**EXCERPTED TEXT:**
※ ※ ※

On April 13, 1981, Cooke was awarded a Pulitzer. She won after the well-intentioned Pulitzer committee, enthusiastic about both Cooke’s story and the possibility of awarding the first Pulitzer in journalism ever to an African-American woman, juggled her entry from the local-news category to the feature-writing category in order to assure her a prize.
“Cooke was a warning shot. It was a harbinger of all kinds of journalistic scandals to come.”
Proud of its former employee, the Toledo Blade quickly prepared a story. It went to press at 8am. Later that morning, according to an exhaustive investigation by Post ombudsman Bill Green, Blade editors read biographical sketches of the Pulitzer winners that moved over the Associated Press wire. The sketches were based on the résumés submitted with the entries. The Blade’s bio for Janet, taken from its own personnel records, differed considerably. On her Pulitzer résumé, according to Post accounts, Cooke claimed to have graduated magna cum laude from Vassar College and to have received a master’s degree from the University of Toledo. From what the Blade knew, she’d attended Vassar only for her freshman year and received a bachelor of arts from the University of Toledo. Blade editors alerted the wire service.
Sometime after 3 in the afternoon, Bradlee and Managing Editor Howard Simons received simultaneous phone calls. An AP editor wanted Simons. The assistant to the president of Vassar wanted Bradlee. Both callers were asking about Janet’s résumé.
“Take her to the woodshed,” Bradlee ordered, according to Green.
For nearly 11 hours—in various offices and conference rooms at the Post, in the Capitol Hilton bar, and even in City Editor Milton Coleman’s car as the two drove around Southeast DC looking for Jimmy’s house—Janet was alternately interrogated, cajoled, comforted, pressured, and flattered by Bradlee, Woodward, Simons, Coleman, and others.

※ ※ ※

**STATED EXERCISE A:**
From the excerpt about Janet Cooke's Pulitzer, list each person named as having questioned Janet during the nearly 11 hours.

※ ※ ※

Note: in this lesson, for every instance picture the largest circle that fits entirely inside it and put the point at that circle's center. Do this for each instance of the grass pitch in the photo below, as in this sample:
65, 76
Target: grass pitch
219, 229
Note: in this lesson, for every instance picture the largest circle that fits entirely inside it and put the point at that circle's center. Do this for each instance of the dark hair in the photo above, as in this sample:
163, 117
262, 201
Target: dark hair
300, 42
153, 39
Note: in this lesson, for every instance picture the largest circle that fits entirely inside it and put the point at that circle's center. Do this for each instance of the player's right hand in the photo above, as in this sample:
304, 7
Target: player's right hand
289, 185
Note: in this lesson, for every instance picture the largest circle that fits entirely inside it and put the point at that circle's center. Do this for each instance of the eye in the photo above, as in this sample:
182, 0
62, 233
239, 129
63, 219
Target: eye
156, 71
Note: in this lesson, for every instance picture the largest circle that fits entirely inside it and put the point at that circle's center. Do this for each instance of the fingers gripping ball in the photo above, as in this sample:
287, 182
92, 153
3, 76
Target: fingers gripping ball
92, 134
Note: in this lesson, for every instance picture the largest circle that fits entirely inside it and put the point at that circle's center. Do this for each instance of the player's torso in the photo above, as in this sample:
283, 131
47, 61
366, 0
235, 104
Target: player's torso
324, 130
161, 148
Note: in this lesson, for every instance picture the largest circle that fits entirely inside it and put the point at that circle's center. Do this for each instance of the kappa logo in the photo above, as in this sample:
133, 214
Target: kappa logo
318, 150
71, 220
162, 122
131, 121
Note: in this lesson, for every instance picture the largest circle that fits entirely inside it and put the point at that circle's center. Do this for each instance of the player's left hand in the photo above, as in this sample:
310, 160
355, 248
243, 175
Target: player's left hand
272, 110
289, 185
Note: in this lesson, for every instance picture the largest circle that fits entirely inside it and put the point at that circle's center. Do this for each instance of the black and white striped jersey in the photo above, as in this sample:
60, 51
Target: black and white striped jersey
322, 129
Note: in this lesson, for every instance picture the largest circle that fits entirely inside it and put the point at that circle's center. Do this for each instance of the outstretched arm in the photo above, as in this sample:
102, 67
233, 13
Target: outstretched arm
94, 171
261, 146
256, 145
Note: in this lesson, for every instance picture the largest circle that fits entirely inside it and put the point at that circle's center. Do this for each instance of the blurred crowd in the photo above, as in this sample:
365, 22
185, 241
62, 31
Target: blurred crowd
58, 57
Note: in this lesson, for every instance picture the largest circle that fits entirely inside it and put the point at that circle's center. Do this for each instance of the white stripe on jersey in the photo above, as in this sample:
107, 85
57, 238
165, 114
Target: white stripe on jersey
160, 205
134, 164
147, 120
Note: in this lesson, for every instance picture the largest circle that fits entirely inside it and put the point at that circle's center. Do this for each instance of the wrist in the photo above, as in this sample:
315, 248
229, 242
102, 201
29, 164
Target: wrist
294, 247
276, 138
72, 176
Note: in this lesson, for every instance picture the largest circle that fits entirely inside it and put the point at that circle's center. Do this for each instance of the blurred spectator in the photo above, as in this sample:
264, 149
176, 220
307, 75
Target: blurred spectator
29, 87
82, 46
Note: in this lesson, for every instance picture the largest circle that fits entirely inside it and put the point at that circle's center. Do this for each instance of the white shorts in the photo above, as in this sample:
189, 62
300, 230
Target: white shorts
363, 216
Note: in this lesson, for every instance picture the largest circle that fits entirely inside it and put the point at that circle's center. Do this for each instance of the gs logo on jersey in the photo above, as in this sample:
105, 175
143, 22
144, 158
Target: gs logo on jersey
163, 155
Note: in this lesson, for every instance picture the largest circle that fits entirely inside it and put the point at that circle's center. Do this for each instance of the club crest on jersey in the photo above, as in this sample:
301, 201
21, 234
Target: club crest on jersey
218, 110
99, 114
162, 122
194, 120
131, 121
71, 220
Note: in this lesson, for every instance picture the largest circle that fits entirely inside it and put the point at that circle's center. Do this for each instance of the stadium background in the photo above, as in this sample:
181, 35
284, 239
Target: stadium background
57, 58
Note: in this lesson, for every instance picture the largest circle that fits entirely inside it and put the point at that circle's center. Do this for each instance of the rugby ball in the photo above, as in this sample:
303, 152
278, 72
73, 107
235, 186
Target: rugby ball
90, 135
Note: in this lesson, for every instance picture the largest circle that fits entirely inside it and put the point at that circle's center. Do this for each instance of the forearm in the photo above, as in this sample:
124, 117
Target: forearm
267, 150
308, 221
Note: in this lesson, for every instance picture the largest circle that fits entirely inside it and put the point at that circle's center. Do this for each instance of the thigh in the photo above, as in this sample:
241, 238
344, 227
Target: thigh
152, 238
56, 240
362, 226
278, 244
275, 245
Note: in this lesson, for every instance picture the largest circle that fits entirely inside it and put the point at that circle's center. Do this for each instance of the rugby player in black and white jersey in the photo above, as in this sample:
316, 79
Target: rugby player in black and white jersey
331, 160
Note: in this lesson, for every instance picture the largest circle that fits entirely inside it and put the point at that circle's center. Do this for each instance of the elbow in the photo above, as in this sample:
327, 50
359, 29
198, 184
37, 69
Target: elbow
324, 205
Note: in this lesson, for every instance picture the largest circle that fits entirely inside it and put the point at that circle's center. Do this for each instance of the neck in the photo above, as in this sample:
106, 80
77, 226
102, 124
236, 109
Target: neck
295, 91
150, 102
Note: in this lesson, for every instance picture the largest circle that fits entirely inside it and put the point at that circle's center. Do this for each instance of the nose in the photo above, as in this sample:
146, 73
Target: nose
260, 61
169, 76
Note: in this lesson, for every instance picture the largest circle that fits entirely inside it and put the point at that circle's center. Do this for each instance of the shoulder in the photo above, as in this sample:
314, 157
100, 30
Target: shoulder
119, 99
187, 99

※ ※ ※

**STATED EXERCISE B:**
Please pull out every line of the entries above that contains the string "torso".

**CORRECT RESPONSE A:**
Bradlee, Woodward, Simons, Coleman

**CORRECT RESPONSE B:**
Note: in this lesson, for every instance picture the largest circle that fits entirely inside it and put the point at that circle's center. Do this for each instance of the player's torso in the photo above, as in this sample:
Target: player's torso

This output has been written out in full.